══ EXTRACTED TEXT

Monday, January 10, 2011

Reality Bites: WBL#4

Oh My God. Oh, My, God.

Oh My God.

That was a really tough ride last Saturday. It is Monday and my legs have finally stopped cramping and I managed to leave my bed this morning. I am ready to reflect on last Saturday morning's WBL#4, 92 miles to Bowman Ga.

It was a sunny and cool morning as the riders congregated....
After last week's ride with a hill crackage and then massive crackage at the sprint zone, I knew that I needed to be at my best.  I prepared as best I could without actually losing any weight. A mountain bike ride last Monday, a tough 50 miles on Wednesday, yoga, recovery and Saturday was here. We headed out of town on Nowhere Rd and even in the first hour it felt...hard. Roller after roller came and went without any peaceful easy feelings.  Since I don't have a cyclocomputer on my bike, I had no idea the pace. I just figured it hurt and that I must be having a bad day. I was determined to hang tough and did manage to survive through the pee break and almost to Bowman. And then the first sign of the day's cyclopocalypse. I swear it seemed to be the exact same grade and length of hill that I barely made it over last week. It was long but the grade started off not  too bad. I'm on the front of the saddle with a fairly high cadence for about 2 minutes, when, of course, the death s-quad at the front decided the second half of the hill, which of course got steeper, needed to be felt just a little more deeply... Here is a photo of the death s-quad troops.

════
══ INFORMATION SUPPLIED

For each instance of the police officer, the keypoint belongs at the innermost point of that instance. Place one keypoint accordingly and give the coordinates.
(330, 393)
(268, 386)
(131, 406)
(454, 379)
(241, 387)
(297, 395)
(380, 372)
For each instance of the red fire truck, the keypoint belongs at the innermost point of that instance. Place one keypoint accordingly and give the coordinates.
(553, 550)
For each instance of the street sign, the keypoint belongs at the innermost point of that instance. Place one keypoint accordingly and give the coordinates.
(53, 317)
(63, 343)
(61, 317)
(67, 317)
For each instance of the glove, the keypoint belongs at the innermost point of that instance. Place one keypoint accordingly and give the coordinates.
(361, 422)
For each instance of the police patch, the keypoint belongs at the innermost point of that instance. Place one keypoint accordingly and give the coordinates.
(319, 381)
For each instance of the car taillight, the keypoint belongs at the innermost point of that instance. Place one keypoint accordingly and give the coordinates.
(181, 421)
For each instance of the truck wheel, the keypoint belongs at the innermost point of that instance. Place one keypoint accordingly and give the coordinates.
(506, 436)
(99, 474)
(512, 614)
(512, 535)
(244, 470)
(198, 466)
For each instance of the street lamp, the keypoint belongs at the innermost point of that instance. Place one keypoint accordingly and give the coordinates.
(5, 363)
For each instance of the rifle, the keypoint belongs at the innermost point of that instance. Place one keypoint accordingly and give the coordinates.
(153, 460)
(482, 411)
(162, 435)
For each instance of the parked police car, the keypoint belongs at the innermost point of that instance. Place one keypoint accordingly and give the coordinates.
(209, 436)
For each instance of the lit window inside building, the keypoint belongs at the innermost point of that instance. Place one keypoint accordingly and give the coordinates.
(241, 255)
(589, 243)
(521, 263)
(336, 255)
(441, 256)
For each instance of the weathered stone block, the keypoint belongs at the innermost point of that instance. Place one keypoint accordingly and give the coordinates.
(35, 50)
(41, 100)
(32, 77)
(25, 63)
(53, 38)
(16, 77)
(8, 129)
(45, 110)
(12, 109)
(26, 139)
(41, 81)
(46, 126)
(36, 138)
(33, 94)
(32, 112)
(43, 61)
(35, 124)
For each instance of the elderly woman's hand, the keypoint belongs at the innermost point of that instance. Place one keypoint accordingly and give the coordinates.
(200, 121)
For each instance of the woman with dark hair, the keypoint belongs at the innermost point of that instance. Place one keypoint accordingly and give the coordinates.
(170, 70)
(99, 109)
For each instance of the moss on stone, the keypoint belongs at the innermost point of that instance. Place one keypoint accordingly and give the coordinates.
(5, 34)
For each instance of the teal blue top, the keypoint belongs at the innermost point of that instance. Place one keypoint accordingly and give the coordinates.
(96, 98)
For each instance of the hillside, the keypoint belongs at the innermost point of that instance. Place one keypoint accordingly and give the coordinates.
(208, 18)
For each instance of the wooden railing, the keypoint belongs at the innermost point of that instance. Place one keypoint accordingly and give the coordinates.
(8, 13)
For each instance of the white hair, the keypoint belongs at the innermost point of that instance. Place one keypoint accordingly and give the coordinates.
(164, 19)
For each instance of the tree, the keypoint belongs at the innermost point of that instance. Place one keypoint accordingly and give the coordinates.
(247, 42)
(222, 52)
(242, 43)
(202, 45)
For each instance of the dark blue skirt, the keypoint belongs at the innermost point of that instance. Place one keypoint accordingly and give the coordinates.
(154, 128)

════

TASK 1 -
Answer these questions using the account of the WBL#4 ride.
(a) How long was the ride, and to what town did it go?
(b) On what road did the riders head out of town?
(c) What does the writer say is missing from the bike?
TASK 2 -
Write out the part of the account of the WBL#4 ride between "Oh My God. Oh, My, God." and "the riders congregated....", inclusive.

COMPLETE OUTPUT 1 -
(a) 92 miles, to Bowman, Ga.
(b) Nowhere Rd.
(c) A cyclocomputer.

COMPLETE OUTPUT 2 -
Oh My God. Oh, My, God.

Oh My God.

That was a really tough ride last Saturday. It is Monday and my legs have finally stopped cramping and I managed to leave my bed this morning. I am ready to reflect on last Saturday morning's WBL#4, 92 miles to Bowman Ga.

It was a sunny and cool morning as the riders congregated....